Только всё это от бессилия.
Так и в жизни — как писал мой любимый Гроссман: "А иногда пьёшь, пьёшь, и становишься всё угрюмей, словно наполняешься битым, колючим стеклом, тяжелеешь, какая-то ленивая дурость охватывает мозг и сердце, вяжет руки, ноги. Вот в таких случаях и дерутся ножами шофера и слесаря, охваченные жуткой злобой, ползущей из желудка, из охваченной тошнотой души, из тоскующих рук и ног. И вот в таких случаях пьёшь много, всё хочешь прорваться в рай, выбраться из лап тоски, из беспричинного отчаяния, из гадливости к себе, из жгучей обиды к самым близким людям, из беспричинной тревоги и страха, из предчувствий беды"… И с героем бывает тоже самое, из искусственной пьянки он выходит всё таким же, ничуть не улучшенным.
Извините, если кого обидел.
02 сентября 2009
История про историка
Есть такая история, которую рассказывают про разных людей — мне рассказывали про Моммзена. Этот немец, когда писал свою фундаментальную "Историю Рима" был отвлечён шумом, доносившимся с улицы. Моммзен послал слугу, узнать в чём дело — тот вернулся и доложил, что там столкнулись два экипажа. Шум, впрочем, продолжался, и историк послал туда служанку. Та вернулась с сообщением, что там подрались мастеровые. Моммзен вскричал, что как можно писать историю античности, когда непонятно, что произошло полчаса назад под окнами.

Об упражнении =>
Проверьте по отрывку три утверждения: (а) Моммзена, когда он писал «Историю Рима», отвлёк шум с улицы; (б) узнать, в чём дело, Моммзен сначала послал служанку; (в) служанка сообщила, что столкнулись два экипажа. На каждое ответьте «да» или «нет» и приведите дословно слова отрывка, которые это решают. Приведённые далее строки с отрывком никак не связаны.

Исходные данные =>

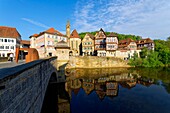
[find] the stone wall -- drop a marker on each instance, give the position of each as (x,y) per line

Результат выполнения =>
(а) Да: «был отвлечён шумом, доносившимся с улицы».
(б) Нет: «Моммзен послал слугу, узнать в чём дело».
(в) Нет: «Та вернулась с сообщением, что там подрались мастеровые».